[SUPPLIED INFORMATION — start]
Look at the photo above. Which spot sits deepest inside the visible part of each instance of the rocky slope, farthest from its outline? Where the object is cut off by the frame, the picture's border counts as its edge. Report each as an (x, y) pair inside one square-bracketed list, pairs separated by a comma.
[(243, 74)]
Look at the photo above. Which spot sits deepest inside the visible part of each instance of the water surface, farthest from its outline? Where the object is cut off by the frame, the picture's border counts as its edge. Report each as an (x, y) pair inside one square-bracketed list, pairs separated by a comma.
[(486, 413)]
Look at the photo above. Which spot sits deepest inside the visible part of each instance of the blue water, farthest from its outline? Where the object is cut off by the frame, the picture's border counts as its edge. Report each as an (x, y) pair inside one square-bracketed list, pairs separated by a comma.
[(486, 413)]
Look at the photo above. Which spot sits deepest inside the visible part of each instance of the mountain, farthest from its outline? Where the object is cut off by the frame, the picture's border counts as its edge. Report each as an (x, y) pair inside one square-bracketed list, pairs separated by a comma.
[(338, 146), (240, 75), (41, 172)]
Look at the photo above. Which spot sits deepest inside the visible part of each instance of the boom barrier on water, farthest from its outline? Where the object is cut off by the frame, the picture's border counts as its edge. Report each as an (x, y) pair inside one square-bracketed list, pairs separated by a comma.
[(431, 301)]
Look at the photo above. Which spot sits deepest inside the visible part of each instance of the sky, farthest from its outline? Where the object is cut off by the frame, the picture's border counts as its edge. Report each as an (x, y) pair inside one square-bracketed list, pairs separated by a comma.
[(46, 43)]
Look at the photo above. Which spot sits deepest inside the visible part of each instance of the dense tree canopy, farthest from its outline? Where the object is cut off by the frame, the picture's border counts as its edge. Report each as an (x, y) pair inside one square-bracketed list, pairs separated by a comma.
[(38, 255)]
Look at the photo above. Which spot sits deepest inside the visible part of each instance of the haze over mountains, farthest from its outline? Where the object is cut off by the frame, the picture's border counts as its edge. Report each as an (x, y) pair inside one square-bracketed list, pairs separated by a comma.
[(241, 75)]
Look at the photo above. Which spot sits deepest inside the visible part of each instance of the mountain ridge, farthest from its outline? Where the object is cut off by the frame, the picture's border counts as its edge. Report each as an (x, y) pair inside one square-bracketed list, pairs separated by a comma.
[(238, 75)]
[SUPPLIED INFORMATION — finish]
== PROMPT ==
Write out every record shown above, word for word.

== TASK RESPONSE ==
Look at the photo above. Which spot sits deepest inside the visible part of each instance of the rocky slope, farthest from its outline? Where the object is cut off by the frame, the picture's border counts as its edge. Report each as an (x, y) pair inside one square-bracketed list, pairs separated by a comma.
[(243, 74)]
Look at the photo above. Which spot sits deepest inside the visible part of each instance of the water surface, farthest from its outline? Where the object is cut off by the frame, the picture's border counts as its edge. Report each as an (x, y) pair inside one square-bracketed list, pairs separated by a comma.
[(486, 413)]
Look at the photo above. Which spot sits deepest inside the visible part of each instance of the blue water, farthest from its outline? Where the object is cut off by the frame, the picture's border counts as its edge. Report each as an (x, y) pair inside one square-bracketed list, pairs separated by a comma.
[(486, 413)]
Look at the photo above. Which spot sits deepest inside the visible part of each instance of the mountain, farthest from its outline? Where the object is cut off by the frame, the picture's border counts as its edge. Report each as an (x, y) pair inside one square-bracketed list, pairs separated by a comma.
[(338, 146), (240, 75), (41, 172)]
Look at the photo above. Which spot sits deepest inside the visible part of each instance of the boom barrier on water, farthest from its outline? Where the object is cut off by the frame, the picture's border counts as its edge. Report each as an (x, y) pair inside one square-bracketed list, pairs separated by a comma.
[(431, 301)]
Look at the photo above. Which spot sits deepest inside the visible part of each instance of the sky, farthest from its outline? Where the object is cut off by the frame, the picture's border counts as its edge. Report each as an (x, y) pair inside one square-bracketed list, pairs separated by a comma.
[(46, 43)]
Look at the photo above. Which spot sits deepest inside the visible part of each instance of the dense tree canopy, farthest from its outline? Where the object is cut off by the frame, the picture's border counts as its edge. Report each as an (x, y) pair inside one square-bracketed list, pairs separated by a comma.
[(38, 255)]
Look at the photo above. Which spot sits deepest inside the visible part of each instance of the haze over mountains, farthest from its outline? Where the object is cut off by the frame, the picture's border counts as its edge. Report each as an (x, y) pair inside one square-bracketed list, pairs separated by a comma.
[(241, 75)]
Look at the photo above. Which spot sits deepest inside the visible part of each instance of the mountain ridge, farthest from its outline? Where the object is cut off by the frame, the picture's border counts as its edge. Report each as an (x, y) pair inside one square-bracketed list, pairs separated by a comma.
[(238, 75)]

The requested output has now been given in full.